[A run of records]

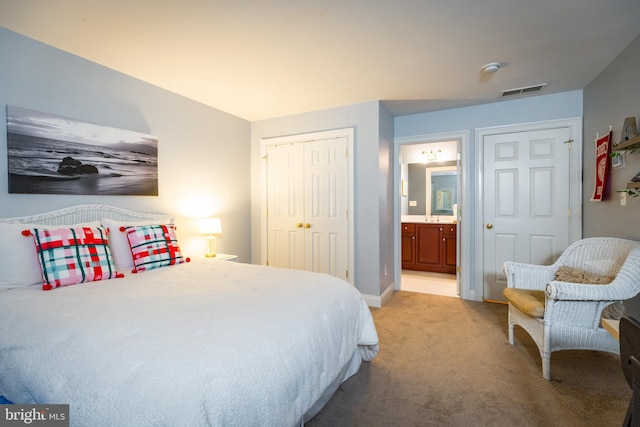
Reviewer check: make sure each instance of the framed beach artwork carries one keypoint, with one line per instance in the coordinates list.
(49, 154)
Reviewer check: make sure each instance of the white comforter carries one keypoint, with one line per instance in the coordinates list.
(203, 343)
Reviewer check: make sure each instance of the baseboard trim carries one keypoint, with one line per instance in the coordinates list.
(380, 301)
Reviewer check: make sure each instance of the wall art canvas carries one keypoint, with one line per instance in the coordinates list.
(49, 154)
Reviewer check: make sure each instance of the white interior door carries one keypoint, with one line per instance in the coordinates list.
(326, 211)
(526, 210)
(285, 206)
(308, 206)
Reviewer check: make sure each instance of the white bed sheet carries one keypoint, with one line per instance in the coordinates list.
(203, 343)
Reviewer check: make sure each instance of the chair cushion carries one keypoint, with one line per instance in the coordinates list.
(529, 302)
(574, 275)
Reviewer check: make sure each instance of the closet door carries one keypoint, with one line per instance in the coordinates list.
(307, 206)
(285, 206)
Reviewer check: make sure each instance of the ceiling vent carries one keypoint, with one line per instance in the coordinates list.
(523, 90)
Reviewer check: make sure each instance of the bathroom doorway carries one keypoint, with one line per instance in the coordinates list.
(429, 200)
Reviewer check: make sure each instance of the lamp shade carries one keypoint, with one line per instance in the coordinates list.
(210, 226)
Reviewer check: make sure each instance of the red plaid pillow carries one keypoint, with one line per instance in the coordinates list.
(153, 246)
(68, 256)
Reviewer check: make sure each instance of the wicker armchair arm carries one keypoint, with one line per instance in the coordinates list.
(528, 276)
(566, 291)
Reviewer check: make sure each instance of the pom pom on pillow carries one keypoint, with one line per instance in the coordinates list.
(154, 246)
(69, 256)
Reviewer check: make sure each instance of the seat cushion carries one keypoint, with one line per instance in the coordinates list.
(529, 302)
(575, 275)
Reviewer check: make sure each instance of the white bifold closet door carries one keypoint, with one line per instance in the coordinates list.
(307, 206)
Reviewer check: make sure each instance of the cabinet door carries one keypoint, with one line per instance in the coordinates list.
(449, 247)
(428, 248)
(408, 246)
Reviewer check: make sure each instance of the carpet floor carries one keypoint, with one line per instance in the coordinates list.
(447, 362)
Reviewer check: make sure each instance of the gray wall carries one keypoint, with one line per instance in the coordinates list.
(203, 152)
(417, 189)
(371, 181)
(525, 110)
(608, 100)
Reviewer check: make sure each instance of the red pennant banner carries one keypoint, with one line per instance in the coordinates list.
(603, 149)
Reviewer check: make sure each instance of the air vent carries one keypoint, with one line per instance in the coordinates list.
(523, 90)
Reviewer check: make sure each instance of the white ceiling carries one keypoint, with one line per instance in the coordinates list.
(260, 59)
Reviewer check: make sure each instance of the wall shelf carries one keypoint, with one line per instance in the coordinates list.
(632, 144)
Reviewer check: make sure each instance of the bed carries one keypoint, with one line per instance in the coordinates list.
(194, 343)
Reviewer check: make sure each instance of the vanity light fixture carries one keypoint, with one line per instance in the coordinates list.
(491, 68)
(431, 155)
(211, 227)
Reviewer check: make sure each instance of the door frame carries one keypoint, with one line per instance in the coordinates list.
(575, 178)
(466, 200)
(347, 133)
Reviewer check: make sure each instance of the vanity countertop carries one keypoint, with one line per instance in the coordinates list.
(423, 219)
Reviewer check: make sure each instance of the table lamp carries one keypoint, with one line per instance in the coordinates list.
(210, 227)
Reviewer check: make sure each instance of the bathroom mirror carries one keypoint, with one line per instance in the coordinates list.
(432, 188)
(443, 192)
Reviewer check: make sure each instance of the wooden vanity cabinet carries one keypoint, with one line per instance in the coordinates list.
(429, 247)
(408, 245)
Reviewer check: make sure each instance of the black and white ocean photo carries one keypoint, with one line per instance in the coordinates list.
(50, 154)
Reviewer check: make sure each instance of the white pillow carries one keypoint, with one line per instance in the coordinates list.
(118, 242)
(18, 259)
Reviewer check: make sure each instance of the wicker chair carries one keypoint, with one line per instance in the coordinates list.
(568, 316)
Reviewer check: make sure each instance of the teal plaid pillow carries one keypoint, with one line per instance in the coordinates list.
(68, 256)
(153, 246)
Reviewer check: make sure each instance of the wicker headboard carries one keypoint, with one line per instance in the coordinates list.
(85, 213)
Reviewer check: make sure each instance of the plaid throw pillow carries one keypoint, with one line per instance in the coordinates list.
(68, 256)
(153, 246)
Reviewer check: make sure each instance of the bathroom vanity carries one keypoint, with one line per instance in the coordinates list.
(429, 246)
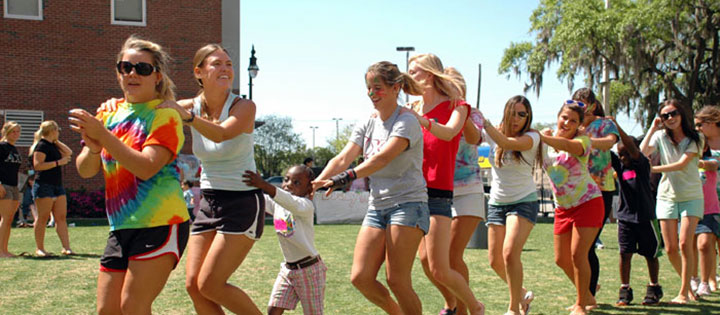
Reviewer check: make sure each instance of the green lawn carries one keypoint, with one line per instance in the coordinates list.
(66, 285)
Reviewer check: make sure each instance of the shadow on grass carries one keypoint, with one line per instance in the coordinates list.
(701, 307)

→ INSTRUCTIONS TO FOLLOW
Retype the records above exactly, starting at the line that contains "Reviewer check: make sure each instance of the black" and going through the last line, and leave out any pictures.

→ WRITTEN RESPONSE
Reviewer check: make sure each instance of the black and white ocean photo carries one keypoint, with one line per instance in the coordinates list.
(50, 154)
Reviewer check: make sure each instance of the white pillow carries one keypoint, with one line per instance in the coordinates list.
(118, 242)
(18, 259)
Reviewer check: make sure each instance of the wicker chair carries one keypoint, with one line per instance in the coordinates list.
(568, 316)
Reviewer check: make sure each instance of the teal plaid pillow carries one keypoint, with one line per instance in the coordinates list.
(68, 256)
(153, 246)
Reviewer check: make sure each instance of the wicker headboard carries one keypoint, with one line per instance in the coordinates list.
(85, 213)
Reviewer check: make sure each instance of the plaid throw pillow carries one keypoint, with one line per instance in the coordinates list.
(68, 256)
(153, 246)
Reviewer check: make sure each instance of the bathroom vanity carries one keypoint, with one line per instance in the coordinates list.
(429, 246)
Reviewer check: make sure each instance of the green lawn carries one keypoint, with one line per instance in the coordinates list.
(66, 285)
Reviewer check: make sure each instance of the shadow on grass carries one keypoint, with one line per instance in the coordinates list.
(701, 307)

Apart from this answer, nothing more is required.